───── Data entries

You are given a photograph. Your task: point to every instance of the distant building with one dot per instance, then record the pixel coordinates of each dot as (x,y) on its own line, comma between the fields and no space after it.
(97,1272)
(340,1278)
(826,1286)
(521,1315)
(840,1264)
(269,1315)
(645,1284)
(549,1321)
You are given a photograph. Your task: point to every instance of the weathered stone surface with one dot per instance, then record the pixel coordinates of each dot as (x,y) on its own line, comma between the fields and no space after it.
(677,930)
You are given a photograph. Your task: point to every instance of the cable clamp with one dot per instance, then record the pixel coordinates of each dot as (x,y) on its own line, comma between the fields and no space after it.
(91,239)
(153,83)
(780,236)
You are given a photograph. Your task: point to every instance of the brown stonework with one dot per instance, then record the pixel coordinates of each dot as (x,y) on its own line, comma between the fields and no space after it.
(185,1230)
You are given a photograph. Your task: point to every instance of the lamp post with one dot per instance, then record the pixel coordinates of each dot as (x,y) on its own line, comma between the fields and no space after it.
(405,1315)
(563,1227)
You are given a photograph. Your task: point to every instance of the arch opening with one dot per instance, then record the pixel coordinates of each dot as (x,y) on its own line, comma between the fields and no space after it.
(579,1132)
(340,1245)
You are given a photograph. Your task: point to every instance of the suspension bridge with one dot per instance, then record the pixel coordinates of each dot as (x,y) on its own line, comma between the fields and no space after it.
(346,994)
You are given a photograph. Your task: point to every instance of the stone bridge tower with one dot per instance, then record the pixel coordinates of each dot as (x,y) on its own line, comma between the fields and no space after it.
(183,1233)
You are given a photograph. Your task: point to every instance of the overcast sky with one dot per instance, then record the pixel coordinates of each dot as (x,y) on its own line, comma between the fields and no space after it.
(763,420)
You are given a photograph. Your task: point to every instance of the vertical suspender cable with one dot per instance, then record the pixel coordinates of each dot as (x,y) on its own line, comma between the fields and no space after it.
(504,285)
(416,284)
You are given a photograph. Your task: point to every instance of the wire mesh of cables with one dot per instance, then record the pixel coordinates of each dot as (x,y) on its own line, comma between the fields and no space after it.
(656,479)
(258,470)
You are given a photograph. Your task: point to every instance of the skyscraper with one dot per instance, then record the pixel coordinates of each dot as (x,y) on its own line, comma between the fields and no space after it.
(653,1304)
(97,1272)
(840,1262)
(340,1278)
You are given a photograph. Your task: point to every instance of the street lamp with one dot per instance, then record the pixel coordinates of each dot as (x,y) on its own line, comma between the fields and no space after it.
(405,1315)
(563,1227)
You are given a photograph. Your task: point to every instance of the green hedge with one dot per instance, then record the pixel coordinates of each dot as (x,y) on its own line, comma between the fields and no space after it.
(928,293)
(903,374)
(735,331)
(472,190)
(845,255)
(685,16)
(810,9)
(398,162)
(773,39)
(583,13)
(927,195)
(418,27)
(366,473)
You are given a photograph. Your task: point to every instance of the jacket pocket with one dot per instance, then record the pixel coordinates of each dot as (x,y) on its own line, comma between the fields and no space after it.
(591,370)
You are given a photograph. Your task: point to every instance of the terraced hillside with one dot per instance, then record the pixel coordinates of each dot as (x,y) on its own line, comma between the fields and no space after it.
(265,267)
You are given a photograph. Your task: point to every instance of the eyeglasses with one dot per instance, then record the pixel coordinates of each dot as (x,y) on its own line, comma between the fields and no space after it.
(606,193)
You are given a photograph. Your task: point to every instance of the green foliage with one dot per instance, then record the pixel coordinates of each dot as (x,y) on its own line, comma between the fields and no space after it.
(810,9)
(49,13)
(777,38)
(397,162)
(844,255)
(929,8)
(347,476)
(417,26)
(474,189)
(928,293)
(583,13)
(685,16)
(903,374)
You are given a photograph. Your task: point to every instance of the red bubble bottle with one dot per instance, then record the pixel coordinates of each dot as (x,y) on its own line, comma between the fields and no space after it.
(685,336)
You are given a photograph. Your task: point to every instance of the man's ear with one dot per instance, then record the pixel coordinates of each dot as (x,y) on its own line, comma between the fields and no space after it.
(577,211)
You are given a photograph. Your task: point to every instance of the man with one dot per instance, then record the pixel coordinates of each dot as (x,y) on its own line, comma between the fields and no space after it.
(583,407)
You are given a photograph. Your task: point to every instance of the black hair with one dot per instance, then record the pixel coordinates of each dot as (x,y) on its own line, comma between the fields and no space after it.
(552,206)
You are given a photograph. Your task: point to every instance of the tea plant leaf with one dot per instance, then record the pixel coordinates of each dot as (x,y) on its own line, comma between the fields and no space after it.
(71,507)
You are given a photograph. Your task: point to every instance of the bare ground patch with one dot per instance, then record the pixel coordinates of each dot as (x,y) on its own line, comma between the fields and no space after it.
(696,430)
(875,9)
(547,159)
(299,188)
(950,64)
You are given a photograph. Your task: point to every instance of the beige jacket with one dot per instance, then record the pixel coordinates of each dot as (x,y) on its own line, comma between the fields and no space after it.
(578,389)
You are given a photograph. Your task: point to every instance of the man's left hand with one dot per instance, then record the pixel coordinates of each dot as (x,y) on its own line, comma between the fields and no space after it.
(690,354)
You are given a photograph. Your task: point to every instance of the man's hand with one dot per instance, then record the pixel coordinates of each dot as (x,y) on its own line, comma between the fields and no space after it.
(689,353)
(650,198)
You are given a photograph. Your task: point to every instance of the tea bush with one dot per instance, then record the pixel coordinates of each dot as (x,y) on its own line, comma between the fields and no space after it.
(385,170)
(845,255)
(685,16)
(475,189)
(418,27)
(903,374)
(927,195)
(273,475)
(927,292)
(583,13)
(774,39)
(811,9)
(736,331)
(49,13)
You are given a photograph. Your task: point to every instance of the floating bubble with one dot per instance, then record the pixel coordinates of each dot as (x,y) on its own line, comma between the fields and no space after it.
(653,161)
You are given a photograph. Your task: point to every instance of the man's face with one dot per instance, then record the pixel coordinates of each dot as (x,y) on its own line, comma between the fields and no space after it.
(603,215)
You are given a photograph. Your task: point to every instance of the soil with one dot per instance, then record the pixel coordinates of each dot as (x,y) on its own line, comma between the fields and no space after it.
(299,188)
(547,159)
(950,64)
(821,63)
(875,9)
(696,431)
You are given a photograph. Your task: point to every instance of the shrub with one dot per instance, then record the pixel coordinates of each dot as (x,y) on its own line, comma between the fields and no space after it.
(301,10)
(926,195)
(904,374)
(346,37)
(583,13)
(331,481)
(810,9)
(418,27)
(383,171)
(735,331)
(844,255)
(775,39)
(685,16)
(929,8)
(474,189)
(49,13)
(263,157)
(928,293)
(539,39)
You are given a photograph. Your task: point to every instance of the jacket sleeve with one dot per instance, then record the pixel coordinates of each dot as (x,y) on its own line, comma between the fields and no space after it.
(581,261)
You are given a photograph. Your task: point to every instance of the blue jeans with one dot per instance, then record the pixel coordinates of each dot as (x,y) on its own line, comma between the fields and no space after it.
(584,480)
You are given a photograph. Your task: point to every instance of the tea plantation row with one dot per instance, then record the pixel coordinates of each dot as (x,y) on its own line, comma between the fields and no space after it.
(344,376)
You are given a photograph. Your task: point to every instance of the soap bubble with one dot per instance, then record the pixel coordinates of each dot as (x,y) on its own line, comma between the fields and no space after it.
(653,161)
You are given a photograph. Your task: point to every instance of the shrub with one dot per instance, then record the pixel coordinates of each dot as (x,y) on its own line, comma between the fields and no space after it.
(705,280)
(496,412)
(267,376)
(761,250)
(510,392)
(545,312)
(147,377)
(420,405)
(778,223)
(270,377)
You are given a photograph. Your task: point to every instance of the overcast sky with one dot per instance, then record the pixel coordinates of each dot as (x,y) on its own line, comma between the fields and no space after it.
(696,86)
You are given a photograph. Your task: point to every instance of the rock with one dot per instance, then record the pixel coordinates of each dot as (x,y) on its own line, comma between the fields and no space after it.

──────────

To do: In the records above, return only the line that contains "of the blue" and every line after it through the last, exactly as they appear.

Task response:
You are given a photograph. Your task: point to every instance of the blue jeans with one dot per instance, then record the pixel coordinates of each dot as (x,y) on its own line, comma between the fields and no space after it.
(584,480)
You are given a photograph. Your task: point to every instance of the tea plantation row with one dot per instance, then record the pixel coordinates of each dot as (x,y) on its own line, comma between the fields and no space after it.
(344,376)
You are given a photograph. Your task: point to every instance of the soap bubble with one dot per instance, then record the pixel coordinates of each dot as (x,y) on its own line, comma between the fields and no space after it.
(653,161)
You are given a photograph. Your task: point to every instance of the shrub with one dot per instance, then record the pixel coordinates of each dot as (x,y) on its own line, comma between the fields and no space after it.
(705,280)
(496,412)
(267,376)
(761,250)
(510,392)
(545,312)
(147,377)
(420,405)
(778,223)
(270,377)
You are given a photograph. Your task: point to every instance of the overcast sky with one dot per instance, then record the pixel coordinates of each dot as (x,y) on its own line, comma between the fields and no space after it.
(696,86)
You are given a photograph. Your task: point to every instance of the rock with one dot per instance, then record the pixel coordinates of each dot as (x,y) on its own line, comma between the fields and no space after it.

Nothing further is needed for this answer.